List of tasks>
A – Please translate the sentence "Start by defining vaccine hesitancy." from the vaccine hesitancy text into Spanish.
B – Rewrite the part of the vaccine hesitancy text that opens with the words containing "Discuss – This" and closes with "overcome the challenge.", changing "vaccine hesitancy" to "vaccine reluctance".

Selected excerpt>
________

Q) With no “one size fits all” approach to vaccine hesitancy, contextualised and curated approaches are crucial. In this context, discuss the challenge of vaccine hesitancy and measures to overcome it.

Why this question?

Issue of current importance 

Key demand of the Question 

Discuss in detail about vaccine hesitancy, its causes and approach to deal with it


Discuss – This is an all-encompassing directive – you have to debate on paper by going through the details of the issues concerned by examining each one of them. You have to give reasons for both for and against arguments.


Start by defining vaccine hesitancy.


In the first part, explain the causes of vaccine hesitancy and why one solution cannot be applicable globally to tackle the problem.

In the next part, highlight the solutions to overcome the challenge.


Conclude with a way forward.

________

Listed records>
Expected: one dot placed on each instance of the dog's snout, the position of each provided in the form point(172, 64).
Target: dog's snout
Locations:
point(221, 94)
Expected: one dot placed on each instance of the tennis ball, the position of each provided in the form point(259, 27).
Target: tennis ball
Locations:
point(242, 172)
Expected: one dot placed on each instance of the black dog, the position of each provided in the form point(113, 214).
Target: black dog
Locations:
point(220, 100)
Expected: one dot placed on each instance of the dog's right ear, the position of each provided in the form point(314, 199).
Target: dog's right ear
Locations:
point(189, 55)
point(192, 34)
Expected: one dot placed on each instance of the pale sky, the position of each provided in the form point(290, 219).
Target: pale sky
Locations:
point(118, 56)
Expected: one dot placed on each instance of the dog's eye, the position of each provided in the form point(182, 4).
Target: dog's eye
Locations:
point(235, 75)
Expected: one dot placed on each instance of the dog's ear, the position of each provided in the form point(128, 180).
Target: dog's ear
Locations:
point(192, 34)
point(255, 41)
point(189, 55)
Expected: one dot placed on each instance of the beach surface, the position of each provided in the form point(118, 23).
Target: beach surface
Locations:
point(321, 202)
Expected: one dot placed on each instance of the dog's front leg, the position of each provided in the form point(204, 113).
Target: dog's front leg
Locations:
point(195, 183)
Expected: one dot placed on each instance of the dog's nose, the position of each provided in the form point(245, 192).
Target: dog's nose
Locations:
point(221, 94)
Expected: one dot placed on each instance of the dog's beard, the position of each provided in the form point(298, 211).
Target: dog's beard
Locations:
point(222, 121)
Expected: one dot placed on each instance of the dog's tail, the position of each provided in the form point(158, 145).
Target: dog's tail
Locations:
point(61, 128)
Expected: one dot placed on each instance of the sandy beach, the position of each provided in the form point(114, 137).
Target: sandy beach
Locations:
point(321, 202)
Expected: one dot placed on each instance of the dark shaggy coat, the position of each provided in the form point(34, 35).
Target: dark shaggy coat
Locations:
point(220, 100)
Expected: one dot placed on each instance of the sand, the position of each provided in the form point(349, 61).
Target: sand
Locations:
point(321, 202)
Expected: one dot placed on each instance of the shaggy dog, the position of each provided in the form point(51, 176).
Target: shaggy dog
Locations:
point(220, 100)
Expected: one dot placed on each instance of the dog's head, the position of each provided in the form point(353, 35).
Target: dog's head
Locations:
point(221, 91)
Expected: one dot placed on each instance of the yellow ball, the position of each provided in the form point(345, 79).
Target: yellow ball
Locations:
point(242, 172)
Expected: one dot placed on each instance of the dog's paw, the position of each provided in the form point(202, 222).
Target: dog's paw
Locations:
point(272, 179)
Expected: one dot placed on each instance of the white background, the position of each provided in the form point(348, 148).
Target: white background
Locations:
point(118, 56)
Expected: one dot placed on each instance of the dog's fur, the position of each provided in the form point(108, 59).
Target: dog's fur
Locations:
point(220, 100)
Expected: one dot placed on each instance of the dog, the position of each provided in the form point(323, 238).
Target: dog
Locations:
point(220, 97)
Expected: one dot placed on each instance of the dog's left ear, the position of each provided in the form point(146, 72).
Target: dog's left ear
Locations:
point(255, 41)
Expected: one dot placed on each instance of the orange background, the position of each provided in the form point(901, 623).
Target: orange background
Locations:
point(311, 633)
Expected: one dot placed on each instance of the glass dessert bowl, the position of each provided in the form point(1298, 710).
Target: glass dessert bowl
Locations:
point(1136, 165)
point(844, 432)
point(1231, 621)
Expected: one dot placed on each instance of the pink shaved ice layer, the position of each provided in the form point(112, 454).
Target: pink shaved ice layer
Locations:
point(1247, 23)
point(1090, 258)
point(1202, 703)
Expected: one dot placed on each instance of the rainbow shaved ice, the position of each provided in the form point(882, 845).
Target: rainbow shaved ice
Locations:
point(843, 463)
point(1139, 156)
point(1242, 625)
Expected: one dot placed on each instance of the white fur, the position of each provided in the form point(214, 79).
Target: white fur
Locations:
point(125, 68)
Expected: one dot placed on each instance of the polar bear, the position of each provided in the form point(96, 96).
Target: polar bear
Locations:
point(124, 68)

________

List of solutions>
A – Comience por definir la reticencia a la vacunación.

B –
Discuss – This is an all-encompassing directive – you have to debate on paper by going through the details of the issues concerned by examining each one of them. You have to give reasons for both for and against arguments.


Start by defining vaccine reluctance.


In the first part, explain the causes of vaccine reluctance and why one solution cannot be applicable globally to tackle the problem.

In the next part, highlight the solutions to overcome the challenge.